* [Текст для чтения]:
А одновременно возникает фривольная частушка:

 

        Я с женою разведуся
                И на Фурцевой женюся.
                Подержусь за сиськи я,
                Самые марксиськия.

 

Фурцева в то время становится секретарем ЦК, ее стройная фигура и не утратившее миловидности лицо на газетных фотографиях рядом с Хрущевым.

В анекдотах — упоение свободой, которая как ни скромна, но после мертвящего страха сталинских лет легким хмелем кружит головы. В анекдотах же — и общественная мысль, посильные результаты всех бесчисленных хаотических споров, охва­тивших страну.

Но не надо думать, что в те дни Сталина защищали только отъявленные прохвосты, мечтавшие восстановить пыточные застенки, вернуться к черносотенному разгулу, к лагерному режиму в стране. Нет, в те дни в защиту Сталина выступали и такие, кому чужд был дух насилия, кто ценил и даже пытался отстаивать человече­ское достоинство, кого мутило от любого проявления черносотенства. Среди них даже встречались люди, воистину выдающиеся.

 

* * *

В один из жарких летних дней 1958 года в тесной душной квартирке над Смоленской площадью четыре человека пили теплую водку и, разумеется, спорили…

Один сердито утверждал:

— История не бочка с патокой, с какого краю ни зачерпни — все сладко. История всегда круто горчила и попахивала кровью. И тот, кто ее размешивает, не может не запачкаться…

«Размешивающий историю» и невольно пачкающийся — само собой сам Сталин. На него нападают двое — Виктор Некрасов и я. Сердитый защитник Сталина не кто иной, как Ал. Тр. Твард[овский]. Хозяин квартиры Игорь Сац предпочитает сейчас помалкивать.

* [Записи]:

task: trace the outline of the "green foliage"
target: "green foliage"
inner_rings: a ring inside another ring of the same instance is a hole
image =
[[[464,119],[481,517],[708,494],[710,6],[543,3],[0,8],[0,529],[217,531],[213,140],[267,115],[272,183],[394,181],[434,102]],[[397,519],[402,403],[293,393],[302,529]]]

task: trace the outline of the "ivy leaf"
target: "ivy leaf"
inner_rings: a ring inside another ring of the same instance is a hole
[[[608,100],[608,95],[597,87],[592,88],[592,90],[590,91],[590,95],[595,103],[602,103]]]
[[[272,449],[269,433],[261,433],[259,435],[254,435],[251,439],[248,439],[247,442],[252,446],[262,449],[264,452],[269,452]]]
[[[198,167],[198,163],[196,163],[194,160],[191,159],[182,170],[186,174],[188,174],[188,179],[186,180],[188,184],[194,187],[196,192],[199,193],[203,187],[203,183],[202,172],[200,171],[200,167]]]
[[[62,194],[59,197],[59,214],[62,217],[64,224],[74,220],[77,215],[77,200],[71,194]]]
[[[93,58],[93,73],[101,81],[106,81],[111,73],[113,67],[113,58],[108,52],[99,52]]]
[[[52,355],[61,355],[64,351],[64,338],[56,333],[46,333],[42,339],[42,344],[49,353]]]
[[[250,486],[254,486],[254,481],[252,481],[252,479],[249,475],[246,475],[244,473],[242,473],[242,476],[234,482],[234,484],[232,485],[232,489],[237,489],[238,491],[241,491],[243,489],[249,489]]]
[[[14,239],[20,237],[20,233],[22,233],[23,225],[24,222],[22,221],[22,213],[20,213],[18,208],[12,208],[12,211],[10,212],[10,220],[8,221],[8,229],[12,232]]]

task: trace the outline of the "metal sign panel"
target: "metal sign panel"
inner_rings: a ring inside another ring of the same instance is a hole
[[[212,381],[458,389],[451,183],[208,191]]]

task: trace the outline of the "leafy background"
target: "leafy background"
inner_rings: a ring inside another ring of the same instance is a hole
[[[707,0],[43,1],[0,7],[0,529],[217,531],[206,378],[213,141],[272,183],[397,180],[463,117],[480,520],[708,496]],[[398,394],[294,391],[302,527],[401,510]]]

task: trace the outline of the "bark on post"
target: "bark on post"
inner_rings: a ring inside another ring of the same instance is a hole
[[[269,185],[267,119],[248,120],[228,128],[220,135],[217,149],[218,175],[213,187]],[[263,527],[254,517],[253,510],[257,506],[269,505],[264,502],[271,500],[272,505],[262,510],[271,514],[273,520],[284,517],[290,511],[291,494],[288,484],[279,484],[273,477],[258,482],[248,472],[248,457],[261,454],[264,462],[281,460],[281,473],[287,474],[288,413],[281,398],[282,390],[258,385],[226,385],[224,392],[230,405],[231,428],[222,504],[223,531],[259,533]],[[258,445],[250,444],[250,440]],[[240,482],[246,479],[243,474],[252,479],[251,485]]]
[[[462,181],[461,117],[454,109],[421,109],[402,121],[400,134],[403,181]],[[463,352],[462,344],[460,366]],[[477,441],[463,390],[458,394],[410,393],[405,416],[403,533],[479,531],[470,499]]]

==

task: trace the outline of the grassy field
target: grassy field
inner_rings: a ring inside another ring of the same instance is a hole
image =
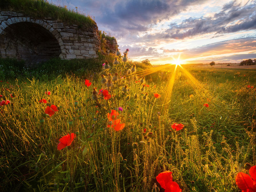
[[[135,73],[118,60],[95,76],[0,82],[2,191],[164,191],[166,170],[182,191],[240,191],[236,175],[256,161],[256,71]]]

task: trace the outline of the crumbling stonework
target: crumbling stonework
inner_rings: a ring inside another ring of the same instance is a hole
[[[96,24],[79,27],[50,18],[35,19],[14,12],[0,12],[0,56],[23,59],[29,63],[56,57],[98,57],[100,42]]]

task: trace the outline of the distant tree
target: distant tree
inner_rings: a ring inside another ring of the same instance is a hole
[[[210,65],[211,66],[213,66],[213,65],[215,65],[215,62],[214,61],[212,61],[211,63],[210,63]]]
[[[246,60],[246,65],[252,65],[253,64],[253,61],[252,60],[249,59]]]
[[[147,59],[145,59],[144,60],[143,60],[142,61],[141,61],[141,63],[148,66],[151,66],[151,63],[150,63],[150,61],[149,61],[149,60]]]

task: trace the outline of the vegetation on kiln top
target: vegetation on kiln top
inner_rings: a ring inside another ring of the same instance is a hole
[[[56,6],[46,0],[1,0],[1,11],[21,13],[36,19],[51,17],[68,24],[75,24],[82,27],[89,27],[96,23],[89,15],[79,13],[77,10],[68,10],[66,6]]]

* [Задания]:
1 - Кто, согласно тексту для чтения, был хозяином квартиры над Смоленской площадью, где спорили четыре человека?
2 - Переведите на английский язык предложение из текста для чтения: «Среди них даже встречались люди, воистину выдающиеся».

* [Ответы ниже]:
1 - Игорь Сац.

2 - Among them there were even people who were truly outstanding.